▸ What this task involves
Return every line of the records that contains the string "shirt", with case counting.

▸ Listing
-.-.-
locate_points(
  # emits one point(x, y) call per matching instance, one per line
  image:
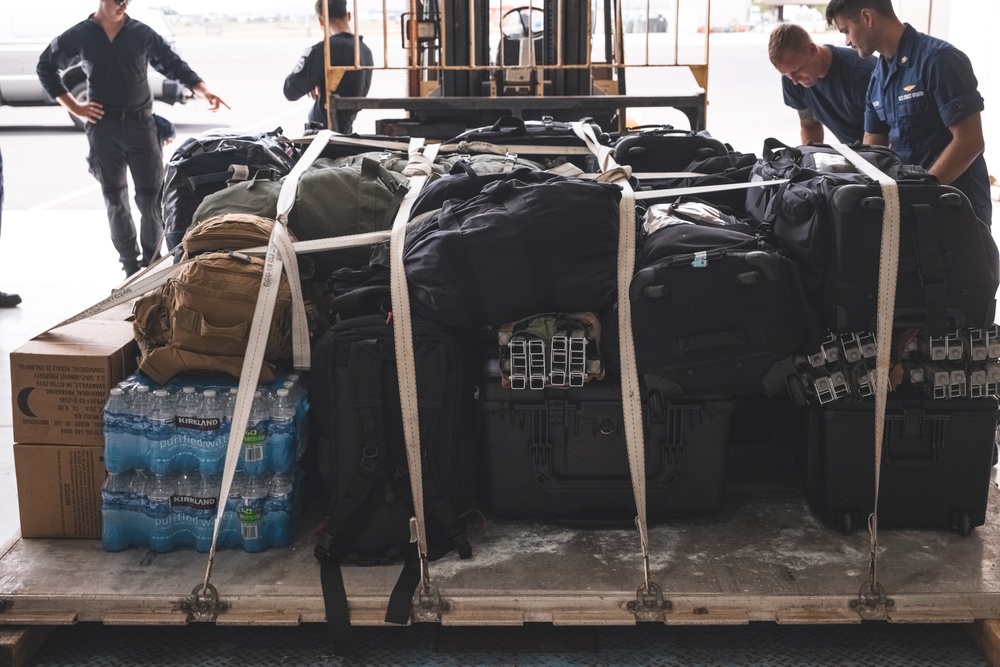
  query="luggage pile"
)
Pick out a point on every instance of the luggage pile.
point(588, 311)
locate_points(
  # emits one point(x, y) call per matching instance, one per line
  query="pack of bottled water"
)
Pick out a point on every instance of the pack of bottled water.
point(165, 450)
point(162, 512)
point(185, 425)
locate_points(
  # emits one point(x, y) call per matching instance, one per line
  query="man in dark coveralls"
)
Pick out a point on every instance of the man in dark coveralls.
point(826, 84)
point(309, 75)
point(116, 51)
point(923, 100)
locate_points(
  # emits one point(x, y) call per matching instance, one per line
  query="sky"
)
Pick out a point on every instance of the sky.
point(263, 7)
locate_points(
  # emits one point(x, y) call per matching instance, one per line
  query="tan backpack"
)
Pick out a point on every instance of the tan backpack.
point(200, 320)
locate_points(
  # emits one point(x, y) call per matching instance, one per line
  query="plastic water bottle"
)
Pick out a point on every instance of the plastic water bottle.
point(253, 453)
point(252, 513)
point(229, 405)
point(278, 509)
point(213, 434)
point(160, 433)
point(158, 508)
point(139, 484)
point(141, 402)
point(116, 525)
point(300, 399)
point(184, 508)
point(208, 495)
point(118, 439)
point(281, 438)
point(231, 532)
point(187, 403)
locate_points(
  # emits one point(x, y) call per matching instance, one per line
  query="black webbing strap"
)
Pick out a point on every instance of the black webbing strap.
point(433, 400)
point(365, 382)
point(931, 265)
point(401, 599)
point(338, 616)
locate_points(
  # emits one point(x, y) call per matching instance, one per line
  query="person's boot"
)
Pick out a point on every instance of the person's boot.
point(9, 300)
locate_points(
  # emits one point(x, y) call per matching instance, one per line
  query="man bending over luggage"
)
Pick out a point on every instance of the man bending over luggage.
point(309, 75)
point(923, 100)
point(116, 51)
point(826, 84)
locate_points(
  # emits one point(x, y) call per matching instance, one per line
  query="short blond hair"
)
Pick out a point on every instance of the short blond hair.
point(787, 38)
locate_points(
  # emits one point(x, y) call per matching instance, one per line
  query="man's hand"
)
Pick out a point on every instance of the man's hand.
point(89, 112)
point(214, 101)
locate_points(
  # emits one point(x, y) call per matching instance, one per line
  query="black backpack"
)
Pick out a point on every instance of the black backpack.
point(514, 250)
point(206, 163)
point(358, 436)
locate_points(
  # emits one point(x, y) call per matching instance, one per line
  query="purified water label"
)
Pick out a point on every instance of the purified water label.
point(199, 423)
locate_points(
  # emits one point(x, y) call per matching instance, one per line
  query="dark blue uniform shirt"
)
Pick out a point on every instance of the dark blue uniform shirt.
point(838, 99)
point(310, 73)
point(916, 96)
point(116, 70)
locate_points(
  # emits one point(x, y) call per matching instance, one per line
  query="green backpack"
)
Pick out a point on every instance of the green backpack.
point(331, 201)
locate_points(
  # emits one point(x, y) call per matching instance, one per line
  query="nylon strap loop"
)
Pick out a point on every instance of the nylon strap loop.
point(420, 158)
point(702, 189)
point(504, 149)
point(635, 441)
point(888, 273)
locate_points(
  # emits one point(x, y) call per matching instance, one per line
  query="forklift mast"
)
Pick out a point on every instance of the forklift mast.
point(470, 62)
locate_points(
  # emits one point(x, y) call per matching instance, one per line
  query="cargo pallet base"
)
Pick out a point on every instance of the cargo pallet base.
point(766, 557)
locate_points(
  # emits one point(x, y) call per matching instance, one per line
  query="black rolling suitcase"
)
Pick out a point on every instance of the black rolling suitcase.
point(662, 148)
point(948, 273)
point(559, 455)
point(716, 311)
point(357, 432)
point(937, 461)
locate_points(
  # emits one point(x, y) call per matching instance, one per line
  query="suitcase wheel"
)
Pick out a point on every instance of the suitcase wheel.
point(846, 523)
point(965, 525)
point(764, 262)
point(952, 199)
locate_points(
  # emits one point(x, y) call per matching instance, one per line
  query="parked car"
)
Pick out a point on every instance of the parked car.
point(26, 30)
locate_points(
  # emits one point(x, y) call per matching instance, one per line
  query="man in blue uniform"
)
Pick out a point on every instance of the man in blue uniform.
point(116, 51)
point(923, 100)
point(309, 75)
point(826, 84)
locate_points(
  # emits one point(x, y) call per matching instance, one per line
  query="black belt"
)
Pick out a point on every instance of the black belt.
point(127, 114)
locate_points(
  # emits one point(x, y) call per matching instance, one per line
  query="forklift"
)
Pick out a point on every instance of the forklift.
point(470, 62)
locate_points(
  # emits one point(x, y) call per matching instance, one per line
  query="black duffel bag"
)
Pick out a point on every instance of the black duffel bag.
point(207, 163)
point(515, 250)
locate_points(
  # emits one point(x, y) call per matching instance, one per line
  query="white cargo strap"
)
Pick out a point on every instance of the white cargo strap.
point(704, 189)
point(280, 257)
point(281, 239)
point(419, 170)
point(635, 441)
point(888, 273)
point(387, 144)
point(504, 149)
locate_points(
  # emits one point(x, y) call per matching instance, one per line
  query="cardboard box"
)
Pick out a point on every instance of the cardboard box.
point(60, 380)
point(59, 490)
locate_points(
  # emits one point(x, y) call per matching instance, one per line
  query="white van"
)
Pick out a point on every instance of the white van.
point(25, 31)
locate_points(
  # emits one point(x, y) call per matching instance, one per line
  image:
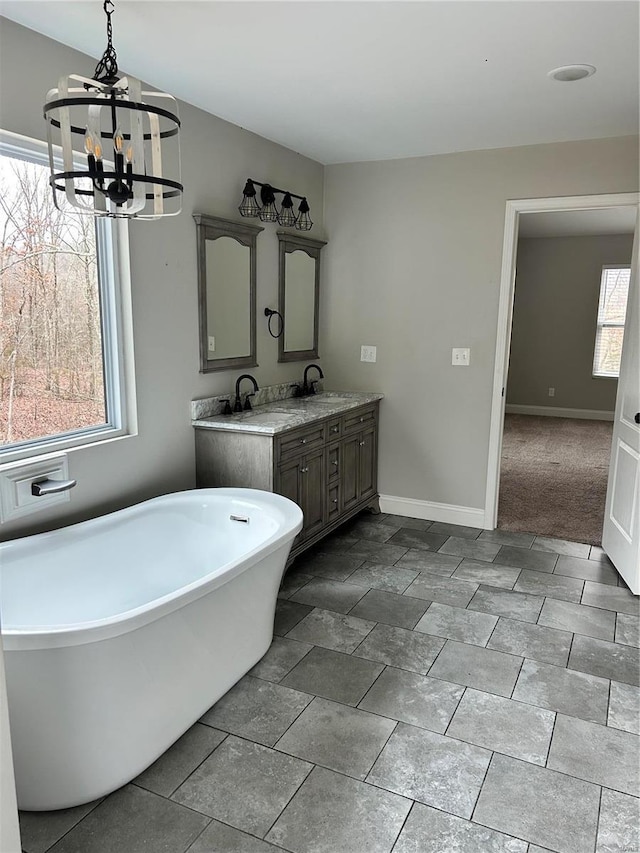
-.-.-
▸ Result for this task
  query="dark blue uniform shirt"
Pick out a point on every instance of the dark blue uniform shirt.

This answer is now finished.